■ **Exercise**
Report how many lines of the material below contain the string "positive", matching letter case exactly. Give only the number.

◆ ◆ ◆ ◆ ◆

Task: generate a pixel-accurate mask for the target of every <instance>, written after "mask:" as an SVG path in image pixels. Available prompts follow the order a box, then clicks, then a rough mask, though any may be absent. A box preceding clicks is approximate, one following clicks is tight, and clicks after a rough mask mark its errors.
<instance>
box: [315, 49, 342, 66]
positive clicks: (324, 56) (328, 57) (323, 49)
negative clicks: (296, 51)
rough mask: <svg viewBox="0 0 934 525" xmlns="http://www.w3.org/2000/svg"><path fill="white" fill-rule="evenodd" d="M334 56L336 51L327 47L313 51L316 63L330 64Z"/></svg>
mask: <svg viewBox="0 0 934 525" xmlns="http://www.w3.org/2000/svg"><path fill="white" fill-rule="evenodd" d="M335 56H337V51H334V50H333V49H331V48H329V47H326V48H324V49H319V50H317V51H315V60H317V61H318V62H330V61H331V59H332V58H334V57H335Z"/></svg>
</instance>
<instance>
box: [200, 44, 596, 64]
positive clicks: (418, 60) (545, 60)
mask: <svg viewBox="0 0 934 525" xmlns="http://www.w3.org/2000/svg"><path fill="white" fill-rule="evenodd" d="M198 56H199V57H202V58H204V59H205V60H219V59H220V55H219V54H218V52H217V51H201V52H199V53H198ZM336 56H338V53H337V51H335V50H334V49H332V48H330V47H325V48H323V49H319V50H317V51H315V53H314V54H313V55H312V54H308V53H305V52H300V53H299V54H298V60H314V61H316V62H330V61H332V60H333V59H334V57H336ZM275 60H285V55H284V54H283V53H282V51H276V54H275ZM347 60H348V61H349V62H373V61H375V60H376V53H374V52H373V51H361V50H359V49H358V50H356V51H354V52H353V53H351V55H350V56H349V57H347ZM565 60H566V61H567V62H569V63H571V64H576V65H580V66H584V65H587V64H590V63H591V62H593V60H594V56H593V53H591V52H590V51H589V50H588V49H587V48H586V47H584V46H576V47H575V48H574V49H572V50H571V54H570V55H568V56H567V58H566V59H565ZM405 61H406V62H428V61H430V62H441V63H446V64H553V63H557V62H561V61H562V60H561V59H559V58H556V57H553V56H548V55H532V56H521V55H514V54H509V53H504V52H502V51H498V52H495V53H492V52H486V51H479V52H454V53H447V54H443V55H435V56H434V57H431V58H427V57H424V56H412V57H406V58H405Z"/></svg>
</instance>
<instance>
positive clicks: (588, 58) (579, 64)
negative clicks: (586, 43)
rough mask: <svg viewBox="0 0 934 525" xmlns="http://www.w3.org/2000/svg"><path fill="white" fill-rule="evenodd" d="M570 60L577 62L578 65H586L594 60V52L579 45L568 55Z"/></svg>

◆ ◆ ◆ ◆ ◆

■ **Solution to this problem**
3